Pull out and copy every row below that contains the string "dress". Case counts.
***** Raw data *****
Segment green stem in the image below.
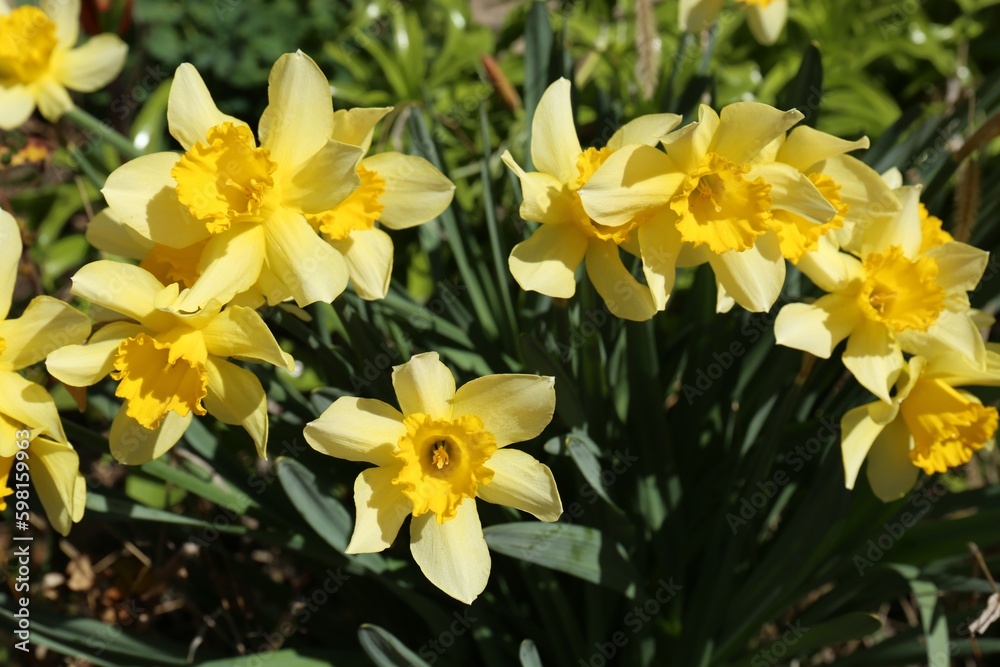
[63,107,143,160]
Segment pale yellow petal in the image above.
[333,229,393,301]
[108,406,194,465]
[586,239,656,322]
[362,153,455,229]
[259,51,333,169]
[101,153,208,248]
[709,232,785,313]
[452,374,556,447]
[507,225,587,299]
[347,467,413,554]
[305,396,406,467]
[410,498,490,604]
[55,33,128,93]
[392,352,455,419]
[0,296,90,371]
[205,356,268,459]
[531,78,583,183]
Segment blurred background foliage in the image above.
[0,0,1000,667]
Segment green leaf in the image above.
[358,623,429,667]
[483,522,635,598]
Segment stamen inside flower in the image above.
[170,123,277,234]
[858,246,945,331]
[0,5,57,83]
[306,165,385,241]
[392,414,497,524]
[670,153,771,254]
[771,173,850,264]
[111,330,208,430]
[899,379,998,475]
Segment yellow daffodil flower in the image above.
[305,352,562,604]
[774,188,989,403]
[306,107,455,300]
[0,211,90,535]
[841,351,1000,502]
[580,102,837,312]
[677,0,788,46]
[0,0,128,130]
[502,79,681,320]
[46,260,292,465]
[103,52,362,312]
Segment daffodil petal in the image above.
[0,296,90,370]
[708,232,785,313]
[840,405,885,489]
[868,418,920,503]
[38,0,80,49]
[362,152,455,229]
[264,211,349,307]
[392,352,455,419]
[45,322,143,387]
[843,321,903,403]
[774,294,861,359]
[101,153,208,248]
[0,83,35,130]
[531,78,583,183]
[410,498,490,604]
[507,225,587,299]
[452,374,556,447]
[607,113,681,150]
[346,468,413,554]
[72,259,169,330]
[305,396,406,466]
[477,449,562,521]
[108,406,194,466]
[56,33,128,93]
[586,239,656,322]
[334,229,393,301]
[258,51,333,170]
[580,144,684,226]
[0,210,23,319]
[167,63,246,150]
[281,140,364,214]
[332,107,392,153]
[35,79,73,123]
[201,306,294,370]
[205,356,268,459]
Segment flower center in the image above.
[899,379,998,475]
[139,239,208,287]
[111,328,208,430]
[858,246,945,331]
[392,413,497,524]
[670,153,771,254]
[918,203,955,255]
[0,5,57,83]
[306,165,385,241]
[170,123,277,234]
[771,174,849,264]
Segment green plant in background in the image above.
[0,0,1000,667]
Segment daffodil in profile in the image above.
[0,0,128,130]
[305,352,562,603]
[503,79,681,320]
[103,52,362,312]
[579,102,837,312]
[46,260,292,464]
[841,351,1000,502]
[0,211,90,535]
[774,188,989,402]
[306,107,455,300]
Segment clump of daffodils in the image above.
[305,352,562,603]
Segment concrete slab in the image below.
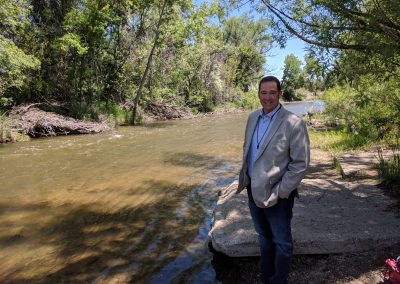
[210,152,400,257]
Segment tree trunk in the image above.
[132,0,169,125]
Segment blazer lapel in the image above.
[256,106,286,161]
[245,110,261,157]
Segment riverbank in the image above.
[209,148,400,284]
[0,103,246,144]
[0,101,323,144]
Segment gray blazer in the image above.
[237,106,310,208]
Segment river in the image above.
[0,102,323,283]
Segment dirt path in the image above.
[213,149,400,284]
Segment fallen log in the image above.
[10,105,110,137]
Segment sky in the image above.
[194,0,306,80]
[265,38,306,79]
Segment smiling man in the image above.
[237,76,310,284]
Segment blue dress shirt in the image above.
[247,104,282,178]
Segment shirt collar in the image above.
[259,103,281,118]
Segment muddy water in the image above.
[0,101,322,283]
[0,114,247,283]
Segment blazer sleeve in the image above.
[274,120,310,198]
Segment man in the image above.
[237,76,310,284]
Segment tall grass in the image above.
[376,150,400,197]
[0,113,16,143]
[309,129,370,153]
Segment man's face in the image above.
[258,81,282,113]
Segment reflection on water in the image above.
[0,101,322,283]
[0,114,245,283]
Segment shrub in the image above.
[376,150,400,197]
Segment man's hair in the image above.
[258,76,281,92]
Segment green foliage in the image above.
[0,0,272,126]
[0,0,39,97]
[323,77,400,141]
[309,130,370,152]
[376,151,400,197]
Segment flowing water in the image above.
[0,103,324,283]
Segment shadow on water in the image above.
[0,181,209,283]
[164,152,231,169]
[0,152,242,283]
*****
***** Raw data *****
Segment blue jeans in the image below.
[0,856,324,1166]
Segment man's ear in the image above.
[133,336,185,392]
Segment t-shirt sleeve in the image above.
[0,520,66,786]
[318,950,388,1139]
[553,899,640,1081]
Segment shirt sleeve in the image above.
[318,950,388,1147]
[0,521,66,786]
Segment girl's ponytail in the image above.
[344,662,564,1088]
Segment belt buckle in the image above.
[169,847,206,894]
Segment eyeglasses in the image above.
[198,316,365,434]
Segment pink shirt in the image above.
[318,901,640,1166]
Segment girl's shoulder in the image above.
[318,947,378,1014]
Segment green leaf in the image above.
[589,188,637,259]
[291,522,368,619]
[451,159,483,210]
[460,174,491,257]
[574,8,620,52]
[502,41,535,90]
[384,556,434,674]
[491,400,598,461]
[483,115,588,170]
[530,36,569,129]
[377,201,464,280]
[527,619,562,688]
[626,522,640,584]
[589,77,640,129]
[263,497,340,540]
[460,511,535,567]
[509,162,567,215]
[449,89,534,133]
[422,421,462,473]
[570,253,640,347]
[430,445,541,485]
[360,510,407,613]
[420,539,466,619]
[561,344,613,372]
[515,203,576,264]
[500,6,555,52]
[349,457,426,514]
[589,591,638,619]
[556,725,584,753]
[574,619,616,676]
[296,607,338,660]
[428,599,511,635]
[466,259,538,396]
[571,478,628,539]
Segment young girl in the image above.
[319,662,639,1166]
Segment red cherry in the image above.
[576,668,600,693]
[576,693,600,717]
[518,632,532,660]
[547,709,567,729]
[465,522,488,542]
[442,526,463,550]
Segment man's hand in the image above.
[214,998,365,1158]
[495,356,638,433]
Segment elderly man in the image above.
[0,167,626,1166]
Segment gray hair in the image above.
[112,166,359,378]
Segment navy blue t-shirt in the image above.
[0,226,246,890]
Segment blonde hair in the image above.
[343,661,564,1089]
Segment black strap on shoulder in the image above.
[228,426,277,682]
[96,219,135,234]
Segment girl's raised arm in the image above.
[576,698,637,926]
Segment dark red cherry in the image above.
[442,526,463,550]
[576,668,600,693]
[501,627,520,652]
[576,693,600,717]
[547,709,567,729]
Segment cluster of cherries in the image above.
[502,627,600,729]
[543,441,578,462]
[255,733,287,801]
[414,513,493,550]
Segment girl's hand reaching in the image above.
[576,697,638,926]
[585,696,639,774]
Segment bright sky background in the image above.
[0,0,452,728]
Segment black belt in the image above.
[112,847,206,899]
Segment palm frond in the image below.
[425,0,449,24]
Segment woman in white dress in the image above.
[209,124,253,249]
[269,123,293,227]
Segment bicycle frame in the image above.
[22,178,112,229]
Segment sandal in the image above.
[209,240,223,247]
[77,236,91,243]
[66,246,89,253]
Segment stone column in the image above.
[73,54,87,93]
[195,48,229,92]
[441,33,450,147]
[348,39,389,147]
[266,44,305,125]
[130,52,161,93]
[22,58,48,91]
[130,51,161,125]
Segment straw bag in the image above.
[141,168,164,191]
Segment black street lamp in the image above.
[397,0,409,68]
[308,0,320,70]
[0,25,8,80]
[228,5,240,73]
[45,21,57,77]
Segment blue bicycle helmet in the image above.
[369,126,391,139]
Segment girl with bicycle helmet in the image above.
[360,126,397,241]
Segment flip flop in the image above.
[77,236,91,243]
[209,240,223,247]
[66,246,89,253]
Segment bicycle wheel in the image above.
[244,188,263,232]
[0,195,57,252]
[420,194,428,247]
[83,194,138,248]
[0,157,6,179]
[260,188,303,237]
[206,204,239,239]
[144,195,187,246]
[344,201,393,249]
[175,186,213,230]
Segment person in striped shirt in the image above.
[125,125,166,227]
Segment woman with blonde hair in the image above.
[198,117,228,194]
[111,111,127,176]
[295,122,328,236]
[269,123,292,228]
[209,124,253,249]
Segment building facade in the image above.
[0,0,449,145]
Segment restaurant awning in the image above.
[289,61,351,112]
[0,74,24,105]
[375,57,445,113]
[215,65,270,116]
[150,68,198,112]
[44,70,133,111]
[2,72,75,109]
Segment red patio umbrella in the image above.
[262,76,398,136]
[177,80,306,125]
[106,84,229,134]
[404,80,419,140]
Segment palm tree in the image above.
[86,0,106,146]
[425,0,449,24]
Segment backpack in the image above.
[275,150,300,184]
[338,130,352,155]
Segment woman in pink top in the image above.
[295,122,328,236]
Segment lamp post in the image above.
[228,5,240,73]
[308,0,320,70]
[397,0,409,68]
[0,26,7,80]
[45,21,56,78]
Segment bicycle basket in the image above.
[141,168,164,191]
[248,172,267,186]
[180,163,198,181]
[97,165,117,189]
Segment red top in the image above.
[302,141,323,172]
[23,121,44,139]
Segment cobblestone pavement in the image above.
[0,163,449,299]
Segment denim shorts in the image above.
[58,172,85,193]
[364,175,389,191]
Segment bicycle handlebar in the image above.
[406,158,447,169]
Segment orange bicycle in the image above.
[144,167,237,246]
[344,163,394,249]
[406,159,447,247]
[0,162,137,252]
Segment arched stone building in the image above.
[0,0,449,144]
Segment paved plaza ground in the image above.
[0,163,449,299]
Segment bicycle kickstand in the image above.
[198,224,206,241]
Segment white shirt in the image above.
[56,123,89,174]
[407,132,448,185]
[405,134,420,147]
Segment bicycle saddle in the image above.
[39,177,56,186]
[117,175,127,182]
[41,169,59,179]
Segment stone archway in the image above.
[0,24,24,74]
*****
***** Raw data *****
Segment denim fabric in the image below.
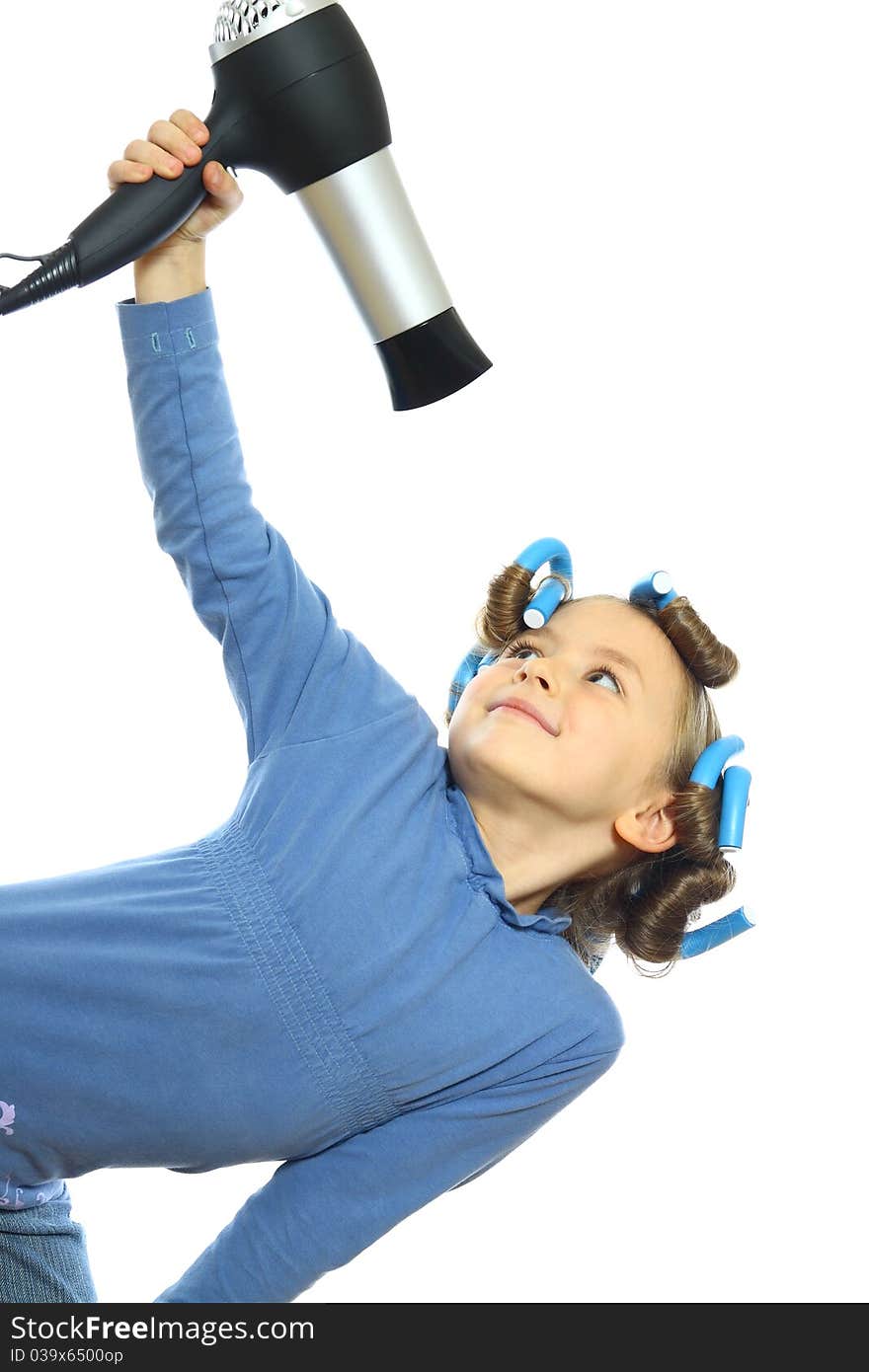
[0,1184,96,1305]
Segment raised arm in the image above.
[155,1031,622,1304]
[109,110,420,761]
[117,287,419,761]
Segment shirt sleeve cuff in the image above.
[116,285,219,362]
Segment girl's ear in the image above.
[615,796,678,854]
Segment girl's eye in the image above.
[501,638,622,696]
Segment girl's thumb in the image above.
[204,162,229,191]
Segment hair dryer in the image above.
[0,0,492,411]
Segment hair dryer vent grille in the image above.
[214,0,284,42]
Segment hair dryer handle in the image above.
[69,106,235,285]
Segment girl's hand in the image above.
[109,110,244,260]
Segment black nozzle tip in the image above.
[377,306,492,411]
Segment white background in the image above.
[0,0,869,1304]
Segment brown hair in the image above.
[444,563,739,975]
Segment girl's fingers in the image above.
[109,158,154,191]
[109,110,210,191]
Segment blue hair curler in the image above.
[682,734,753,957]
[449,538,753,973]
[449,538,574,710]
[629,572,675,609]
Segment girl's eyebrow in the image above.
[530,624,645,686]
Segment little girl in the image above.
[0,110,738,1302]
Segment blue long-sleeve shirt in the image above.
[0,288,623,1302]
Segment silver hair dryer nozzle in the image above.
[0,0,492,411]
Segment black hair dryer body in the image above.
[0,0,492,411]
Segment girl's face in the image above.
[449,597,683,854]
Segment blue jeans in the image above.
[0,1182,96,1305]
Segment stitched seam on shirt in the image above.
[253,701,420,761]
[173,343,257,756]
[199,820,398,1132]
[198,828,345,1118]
*****
- _Written answer_:
Segment blue dress shirt in the image above.
Segment woman in white dress in the image above.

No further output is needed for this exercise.